> WHAT IS REQUIRED:
Count how many lines of the listing below contain the string "iron". Letter case must match. Reply with the number alone.

> LISTING:
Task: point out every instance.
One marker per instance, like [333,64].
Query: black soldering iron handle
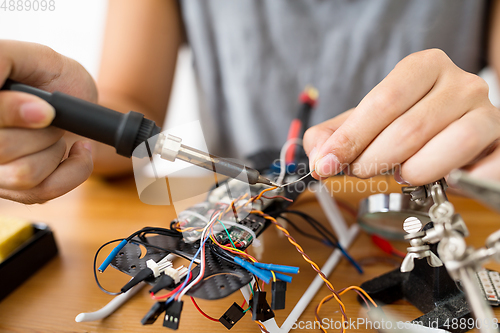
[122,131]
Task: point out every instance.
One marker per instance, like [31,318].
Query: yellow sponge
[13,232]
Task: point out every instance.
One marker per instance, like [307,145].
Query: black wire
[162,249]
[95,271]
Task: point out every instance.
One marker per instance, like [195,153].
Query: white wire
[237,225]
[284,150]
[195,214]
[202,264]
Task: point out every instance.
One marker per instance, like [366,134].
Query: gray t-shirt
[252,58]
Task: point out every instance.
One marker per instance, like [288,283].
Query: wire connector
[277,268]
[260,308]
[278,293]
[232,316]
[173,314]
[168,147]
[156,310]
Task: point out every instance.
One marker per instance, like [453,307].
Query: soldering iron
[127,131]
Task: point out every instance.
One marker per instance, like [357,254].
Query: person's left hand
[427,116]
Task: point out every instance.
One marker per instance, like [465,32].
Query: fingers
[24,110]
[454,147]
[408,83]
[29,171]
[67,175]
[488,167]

---

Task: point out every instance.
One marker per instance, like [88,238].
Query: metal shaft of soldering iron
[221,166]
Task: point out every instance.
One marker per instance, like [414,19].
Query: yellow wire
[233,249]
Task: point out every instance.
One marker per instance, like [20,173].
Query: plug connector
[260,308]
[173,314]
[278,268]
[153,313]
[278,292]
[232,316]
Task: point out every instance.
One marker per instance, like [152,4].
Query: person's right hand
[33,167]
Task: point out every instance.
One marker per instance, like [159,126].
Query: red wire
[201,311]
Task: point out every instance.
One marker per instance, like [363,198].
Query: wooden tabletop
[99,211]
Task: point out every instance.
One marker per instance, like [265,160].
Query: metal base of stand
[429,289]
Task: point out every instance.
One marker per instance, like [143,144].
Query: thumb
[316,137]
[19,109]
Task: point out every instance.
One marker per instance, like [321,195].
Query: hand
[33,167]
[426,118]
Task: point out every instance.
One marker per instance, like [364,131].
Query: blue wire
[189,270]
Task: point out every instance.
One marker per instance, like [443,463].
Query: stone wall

> RESULT:
3